◆ **TEXTO PROPORCIONADO**

● ● ●

Opinión/Felipe de J. Monroy
Entre el alud de noticias cotidianas parecía escabullirse la sanción que el Tribunal Electoral del Poder Judicial de la Federación (TEPJF) impuso al siempre provocador Gerardo Fernández Noroña, debido a los insultos y llamados a la agresión realizados por el legislador contra la diputada federal Adriana Dávila; pero el asunto merece que le prestemos toda la atención porque en él se juega buena parte del escenario democrático futuro.
No es una exageración. La denuncia contra Fernández Noroña surge tras una serie de insultos y llamados a la agresión física contra la diputada en octubre pasado; el TEPJF resolvió y confirmó que el legislador debe ofrecer una disculpa pública y cumplir con acudir a talleres de sensibilización contra la violencia de género. Como era de esperarse, el político criticó al tribunal y aseguró que este episodio es un acto de las autoridades electorales para afectarlo políticamente.
La asesora legal de la diputada fue aún más lejos y aseguró que si Fernández no cumple con la sanción, se solicitará que se ingrese al político en el registro nacional de agresores; lo que sí impediría que este contendiera en el proceso electoral en marcha.
Sin embargo, este caso va más allá de un simple affaire político. Revela la importancia que tiene y tendrá el lenguaje y su regulación en las dinámicas sociales y culturales. Se equivoca, por supuesto, el legislador Noroña al creer que sus expresiones no conllevan riesgos de violencia o que simplemente se inscriben en el marco de la normal tensión política en una campaña electoral. Pero también hay que preguntarse hasta dónde llegan las facultades de las instituciones para sancionar el lenguaje de terceros.
En el caso narrado, parece obvio decantarse a favor de Dávila y, junto con ella, con las miles de mujeres que son víctimas de incontables y muy diversas violencias, incluidas las del lenguaje; pero no parece tan obvia la facultad del tribunal de exigir una reeducación del lenguaje sobre un ciudadano como condicionante para dotarlo o restringirlo de sus derechos ciudadanos.

● ● ●

◆ **EJERCICIOS PROPUESTOS**
- a) Enumere todas las personas que aparecen con nombre propio en la columna sobre la sanción a Fernández Noroña, incluida la firma.
- b) Conteste las siguientes preguntas basándose en la columna sobre la sanción a Fernández Noroña:
(i) ¿Qué cargo ocupa Adriana Dávila?
(ii) ¿En qué mes se produjeron los insultos contra la diputada?
(iii) ¿Qué se solicitará, según la asesora legal, si Fernández no cumple con la sanción?
- c) Redacte la continuación de la columna sobre la sanción a Fernández Noroña a partir de su último párrafo.

(Datos de localización de puntos)
● ● ●

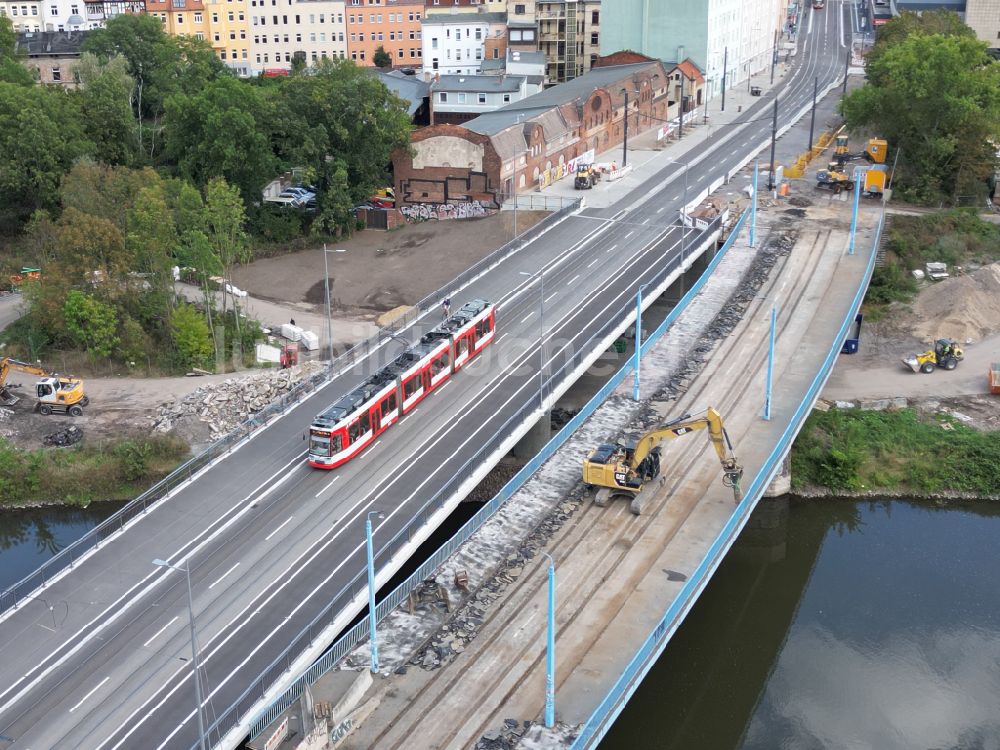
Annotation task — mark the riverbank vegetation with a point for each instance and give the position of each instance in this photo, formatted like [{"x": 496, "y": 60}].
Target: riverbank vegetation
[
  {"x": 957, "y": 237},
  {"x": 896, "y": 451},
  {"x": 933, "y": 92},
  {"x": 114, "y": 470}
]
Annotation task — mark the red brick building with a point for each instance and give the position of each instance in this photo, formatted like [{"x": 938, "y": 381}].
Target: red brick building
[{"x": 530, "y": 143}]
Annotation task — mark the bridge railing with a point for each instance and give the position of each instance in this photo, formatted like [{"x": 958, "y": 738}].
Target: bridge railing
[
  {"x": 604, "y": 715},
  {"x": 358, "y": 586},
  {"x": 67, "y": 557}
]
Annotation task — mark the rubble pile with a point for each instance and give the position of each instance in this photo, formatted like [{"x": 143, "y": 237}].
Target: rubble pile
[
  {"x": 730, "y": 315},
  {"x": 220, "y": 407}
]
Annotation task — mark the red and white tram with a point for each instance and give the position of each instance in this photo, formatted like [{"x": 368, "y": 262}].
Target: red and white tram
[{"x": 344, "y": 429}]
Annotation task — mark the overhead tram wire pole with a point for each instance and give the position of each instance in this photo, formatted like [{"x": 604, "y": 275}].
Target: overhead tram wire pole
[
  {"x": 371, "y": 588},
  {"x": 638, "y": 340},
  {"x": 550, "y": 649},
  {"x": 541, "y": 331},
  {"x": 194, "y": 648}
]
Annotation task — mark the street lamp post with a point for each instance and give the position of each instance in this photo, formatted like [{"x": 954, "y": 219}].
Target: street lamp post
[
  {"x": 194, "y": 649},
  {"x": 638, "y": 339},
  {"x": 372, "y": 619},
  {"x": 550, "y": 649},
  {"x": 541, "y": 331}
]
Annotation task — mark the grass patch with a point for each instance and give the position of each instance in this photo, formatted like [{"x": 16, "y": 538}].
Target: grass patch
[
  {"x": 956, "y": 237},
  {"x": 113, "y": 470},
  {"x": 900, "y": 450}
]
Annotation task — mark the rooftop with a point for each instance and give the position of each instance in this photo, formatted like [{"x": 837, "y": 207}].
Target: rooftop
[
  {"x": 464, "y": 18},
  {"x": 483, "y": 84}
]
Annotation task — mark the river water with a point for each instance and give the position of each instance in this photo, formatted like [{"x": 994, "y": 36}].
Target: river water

● ● ●

◆ **RESPUESTAS EN ORDEN**
- a) Felipe de J. Monroy; Gerardo Fernández Noroña; Adriana Dávila.

- b)
(i) Es diputada federal.
(ii) En octubre pasado.
(iii) Que se ingrese al político en el registro nacional de agresores.

- c)
El lenguaje, se sabe, es más que su mera regulación formal; su maleabilidad o mutación no depende ni de las voluntades de los expertos ni de las pretensiones de los constructores de ideologías; pero sí depende en mucho de la promoción masiva de su uso. Las herramientas de comunicación masiva (cine, televisión, radio e internet) han logrado cambios vertiginosos sobre la fisionomía del lenguaje en todos los pueblos.
Son famosos los estudios europeos sobre el lenguaje sensacionalista y estigmatizador en el tratamiento noticioso de los episodios de infracción de la ley cometidos por jóvenes y adolescentes en los años 90; al parecer, la opción por cierto lenguaje de desprecio contra los jóvenes terminó reafirmando y perpetuando estereotipos agresivos y violentos en una sociedad que distanció aún más las búsquedas comunes entre generaciones. Con la aparición de las redes sociales, este problema sólo se agravó: pequeños guetos de certezas infalibles son los configuradores de nuevos lenguajes que, a su vez, reordenan las dinámicas sociales.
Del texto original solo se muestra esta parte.